The three-year contest, set to end in 2018, will see teams create an array of underwater technologies, launch them from shore or air with limited human intervention and submerge them between 2,000m and 4,000m underwater to fully explore and map the ocean floor.

Today’s advanced vessels carrying out such operations can cost up to $60,000 per day and require a capital investment of up to $1m, which limits access to specific industries. Furthermore, existing technologies cannot operate on a large enough scale without compromising on resolution, power and weight of sensors mapping out the seabed.

As part of the competition, a bonus $1m prize from the National Oceanographic and Atmospheric Administration will encourage teams to develop technologies to detect the source of chemical and biological signals underwater.

Accessible drones and robotic reasoning

In a Kickstarter project launched in September 2015, Berkeley robotics company OpenROV introduced Trident, an underwater consumer drone, as part of “an ongoing mission to democratize ocean exploration,” according a press release.

Back in 2012, OpenROV co-founders Eric Stackpole and David Lang set out to create a device that would find gold lost in an underwater cave, when they discovered a “burgeoning trend” of citizen underwater exploration.

Following the success of their first Kickstarter campaign, which led to the shipment of 1,700 OpenROVs to more than 32 countries around the world, their new underwater drone raised more than half a million dollars within days, more than ten times the company’s initial target.

Trident weighs less than 3kg, reaches depths of 100m and is small enough to fit in a backpack or underneath an airplane seat. The drone’s creators see multiple applications in marine biology projects, dive site surveys, boat inspections, and underwater exploration.

At the Catch the Next Wave conference, speakers explored the goal of giving such devices almost complete autonomy – and research certainly sides with this trend. A paper in robotic reasoning, co-authored by Mark Moline, director of the School of Marine Science and Policy at the University of Delaware, demonstrated that autonomous underwater vehicles can be pre-programmed to make independent decisions.

This finding, coupled with the rapid technological advancement springing up from both independent creators and multi-million dollar endeavours, is certainly poised to bring exciting discoveries to the surface.

Speaking at a TEDx talk earlier this year, Stackpole said: “I like to picture a world where hundreds of thousands of people have access to these kinds of tools for exploration. What happens when you put this kind of ability to explore the world in the hands of everybody?”

■ EXERCISE INSTRUCTIONS: In the passage on underwater exploration, what depth does the Trident drone reach?

■ DATA FOR ANALYSIS:
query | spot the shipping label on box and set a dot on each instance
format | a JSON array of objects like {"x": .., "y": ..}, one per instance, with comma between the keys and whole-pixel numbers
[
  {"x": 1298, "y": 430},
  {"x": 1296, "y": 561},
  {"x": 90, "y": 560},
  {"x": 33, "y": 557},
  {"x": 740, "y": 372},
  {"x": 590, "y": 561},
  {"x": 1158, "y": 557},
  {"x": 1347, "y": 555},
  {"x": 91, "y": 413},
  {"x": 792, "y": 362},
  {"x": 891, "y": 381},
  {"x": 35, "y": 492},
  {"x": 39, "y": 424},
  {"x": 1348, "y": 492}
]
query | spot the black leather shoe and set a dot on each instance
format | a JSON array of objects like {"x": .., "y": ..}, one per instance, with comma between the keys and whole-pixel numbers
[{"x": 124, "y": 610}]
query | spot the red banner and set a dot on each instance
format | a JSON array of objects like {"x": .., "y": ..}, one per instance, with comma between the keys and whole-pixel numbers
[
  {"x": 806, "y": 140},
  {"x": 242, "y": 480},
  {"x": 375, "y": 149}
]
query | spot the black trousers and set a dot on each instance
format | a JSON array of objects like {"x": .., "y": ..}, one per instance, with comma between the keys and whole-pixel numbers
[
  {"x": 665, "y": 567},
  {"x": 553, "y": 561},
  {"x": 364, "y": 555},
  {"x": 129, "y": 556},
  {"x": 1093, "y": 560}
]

■ SOLUTION FOR THIS PROBLEM: 100m.